» What the exercise asks
Please reproduce the entries below exactly, leaving the pictures out.

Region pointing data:

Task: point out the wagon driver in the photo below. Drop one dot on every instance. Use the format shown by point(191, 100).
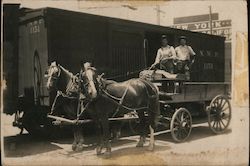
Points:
point(185, 56)
point(165, 56)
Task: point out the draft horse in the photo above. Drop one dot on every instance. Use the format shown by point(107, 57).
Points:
point(109, 98)
point(66, 100)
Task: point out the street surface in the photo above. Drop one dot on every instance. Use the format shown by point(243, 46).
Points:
point(202, 148)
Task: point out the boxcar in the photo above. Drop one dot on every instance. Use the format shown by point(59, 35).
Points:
point(119, 48)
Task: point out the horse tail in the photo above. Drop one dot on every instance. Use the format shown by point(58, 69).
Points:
point(153, 103)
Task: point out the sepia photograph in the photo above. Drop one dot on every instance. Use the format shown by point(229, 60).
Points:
point(124, 82)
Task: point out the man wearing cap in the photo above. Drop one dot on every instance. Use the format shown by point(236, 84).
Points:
point(165, 56)
point(184, 55)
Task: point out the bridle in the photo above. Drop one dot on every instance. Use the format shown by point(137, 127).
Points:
point(53, 77)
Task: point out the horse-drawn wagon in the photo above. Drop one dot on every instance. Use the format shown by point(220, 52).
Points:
point(183, 103)
point(120, 49)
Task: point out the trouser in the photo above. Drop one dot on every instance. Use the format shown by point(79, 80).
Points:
point(167, 65)
point(182, 67)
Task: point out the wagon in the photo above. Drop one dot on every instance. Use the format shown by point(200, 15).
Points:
point(184, 103)
point(117, 47)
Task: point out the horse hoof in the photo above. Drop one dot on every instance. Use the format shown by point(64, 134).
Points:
point(107, 154)
point(74, 146)
point(79, 148)
point(151, 148)
point(98, 150)
point(139, 145)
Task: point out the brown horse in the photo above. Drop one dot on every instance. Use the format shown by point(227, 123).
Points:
point(112, 99)
point(67, 98)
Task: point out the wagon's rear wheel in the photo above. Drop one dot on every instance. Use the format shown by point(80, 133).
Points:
point(134, 125)
point(181, 125)
point(219, 114)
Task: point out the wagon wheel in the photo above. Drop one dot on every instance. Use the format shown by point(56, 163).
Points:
point(181, 125)
point(219, 114)
point(134, 126)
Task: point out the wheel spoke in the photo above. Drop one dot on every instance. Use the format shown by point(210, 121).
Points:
point(212, 117)
point(223, 123)
point(220, 128)
point(214, 124)
point(226, 116)
point(221, 100)
point(223, 104)
point(177, 118)
point(225, 109)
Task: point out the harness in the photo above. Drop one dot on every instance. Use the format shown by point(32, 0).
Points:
point(120, 101)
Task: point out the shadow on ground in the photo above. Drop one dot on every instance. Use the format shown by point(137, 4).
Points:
point(25, 145)
point(197, 133)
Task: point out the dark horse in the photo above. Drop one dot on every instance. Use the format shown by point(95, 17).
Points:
point(110, 99)
point(67, 98)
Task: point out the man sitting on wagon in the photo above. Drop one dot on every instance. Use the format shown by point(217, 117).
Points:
point(185, 57)
point(165, 56)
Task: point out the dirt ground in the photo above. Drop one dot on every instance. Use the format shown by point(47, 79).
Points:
point(202, 148)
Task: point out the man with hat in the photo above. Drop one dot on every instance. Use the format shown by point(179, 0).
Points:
point(185, 56)
point(165, 56)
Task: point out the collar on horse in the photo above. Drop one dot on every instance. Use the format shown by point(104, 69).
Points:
point(119, 100)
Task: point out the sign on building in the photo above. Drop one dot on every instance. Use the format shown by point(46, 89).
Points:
point(201, 23)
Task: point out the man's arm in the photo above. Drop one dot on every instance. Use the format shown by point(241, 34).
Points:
point(173, 52)
point(158, 57)
point(192, 53)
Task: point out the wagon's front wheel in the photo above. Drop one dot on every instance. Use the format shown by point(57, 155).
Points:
point(219, 114)
point(181, 125)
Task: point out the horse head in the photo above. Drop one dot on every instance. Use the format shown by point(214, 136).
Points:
point(89, 81)
point(53, 73)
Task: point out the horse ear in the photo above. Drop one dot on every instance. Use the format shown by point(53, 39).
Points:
point(54, 63)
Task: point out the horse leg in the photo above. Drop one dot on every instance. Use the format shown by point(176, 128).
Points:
point(80, 139)
point(106, 136)
point(99, 137)
point(74, 145)
point(152, 140)
point(142, 123)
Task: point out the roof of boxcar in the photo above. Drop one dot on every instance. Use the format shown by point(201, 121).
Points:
point(33, 13)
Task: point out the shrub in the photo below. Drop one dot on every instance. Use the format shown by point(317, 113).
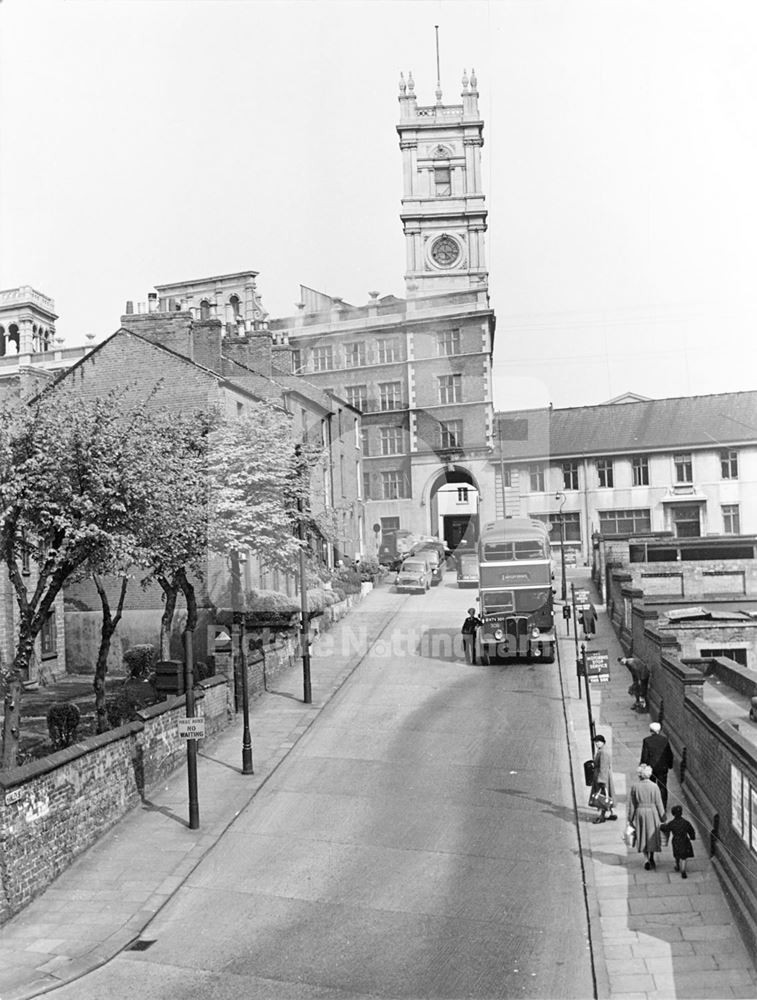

» Exercise output
Task: point out the wagon driver in the photo below. Drop one dot on every instance. Use the format shown by point(191, 100).
Points:
point(185, 56)
point(165, 56)
Task: point out the draft horse in the photo above. Drop one dot on every instance. Use the format shown by point(107, 57).
Points:
point(109, 98)
point(66, 100)
Task: point out the street surface in the photo above. Drop one dot on every instance. Use the format shown by point(243, 46).
Points:
point(202, 148)
Task: point out the boxcar in the photo above. Drop one dot on every instance. Use the format shown by point(59, 35).
Points:
point(119, 48)
Task: point out the horse tail in the photo above. Drop one dot on every instance. Use the format shown by point(58, 69).
Points:
point(153, 103)
Task: point out the sepia photograph in the photo above. Drop one dot on every instance. Use the format shown by point(229, 60).
Points:
point(124, 82)
Task: point out the man wearing cap in the photo above. Drop one dot on every instance. Use the format shown by point(236, 84).
Points:
point(165, 56)
point(184, 55)
Task: point out the bridle in the photo above. Drop one dot on every instance. Use the format shown by point(137, 127).
Points:
point(53, 77)
Task: point out the horse-drawn wagon in the photo above. Drop one dot on every instance. Use the format shown by point(220, 52).
Points:
point(183, 103)
point(120, 49)
Task: point out the trouser in the photo above. Drop one dot on every instance. Use the format shown by point(79, 80).
Points:
point(167, 65)
point(182, 67)
Task: point out the wagon in the photo above. Drop one dot on every instance. Use the format shown by point(200, 15).
Points:
point(184, 103)
point(117, 47)
Task: point out the horse hoof in the photo above. Drop one dot on every instance. Use the format shown by point(64, 134).
Points:
point(107, 154)
point(74, 146)
point(79, 148)
point(151, 148)
point(98, 150)
point(139, 145)
Task: point out the brown horse in the photo above. Drop one dot on every instance. Use the format shown by point(227, 123).
Points:
point(112, 99)
point(67, 98)
Task: point out the wagon's rear wheel in the photo above. Drop one dot on every instance. Use the format shown by point(80, 133).
Points:
point(134, 125)
point(181, 125)
point(219, 114)
Task: point out the wagon wheel in the photo above. Drop one dot on every instance. Use the format shown by point(56, 163).
Points:
point(181, 125)
point(219, 114)
point(134, 126)
Task: point out the wheel spoke in the photo above. Drop one dot on every instance. Use the format shown by point(210, 121).
Points:
point(212, 117)
point(223, 123)
point(220, 128)
point(214, 124)
point(226, 116)
point(221, 100)
point(223, 104)
point(177, 118)
point(225, 109)
Task: point out the harness in the photo above. Drop one dot on every instance. Use the format shown by point(32, 0).
Points:
point(120, 101)
Task: point out the shadow on ground in the photo above. Drop one dot on every instance. Use the format shown by point(137, 4).
Points:
point(25, 145)
point(197, 133)
Task: point out the dark horse in the photo above. Drop one dot on every instance. Use the format shown by point(95, 17).
Points:
point(110, 99)
point(67, 98)
Task: point out the man sitting on wagon in the photo above. Drop one dot on every instance. Use the format shown by point(217, 117).
Points:
point(185, 57)
point(165, 56)
Task: point out the dirt ground in the photo above. Drop one dot on every instance. Use the format shown by point(47, 79).
Points:
point(202, 148)
Task: point out the man with hat in the photo above. Drop one dot on every instance. Use the format shown by point(179, 0).
Points:
point(185, 56)
point(165, 56)
Task: point out the collar on horse in the photo above. Drop one dot on every instance. Use the format shown by point(104, 69).
Points:
point(119, 100)
Task: point out the sign on building in the photo above. Drop one dot on every instance. Use the format shown by point(46, 89).
Points:
point(201, 23)
Task: point out the man's arm in the photo above. Drop one dot on every instance. Use the format shown by point(241, 34).
Points:
point(173, 52)
point(158, 57)
point(192, 53)
Task: point out the wagon's front wheel in the photo above. Drop one dot on every instance. Use the format shown by point(57, 155).
Points:
point(219, 114)
point(181, 125)
Task: point out the horse head in the photo above. Drop one dot on every instance. Use the format shown by point(214, 136).
Points:
point(89, 81)
point(53, 73)
Task: point out the horse ear in the photo above. Drop one dot on every instance. Use the format shown by point(53, 39).
Points:
point(54, 63)
Task: point out the horse leg in the photo above. Drop one dot on every instance. Use the format shown by point(176, 128).
Points:
point(80, 139)
point(106, 136)
point(99, 137)
point(74, 145)
point(152, 140)
point(142, 123)
Task: point out the roof of boxcar in the photo above. Drop one dot on every instance. Use the format shown by point(201, 121).
Points:
point(33, 13)
Task: point out the shrub in the photo below. Drop one dot on every instance. Use the format shown by point(317, 113).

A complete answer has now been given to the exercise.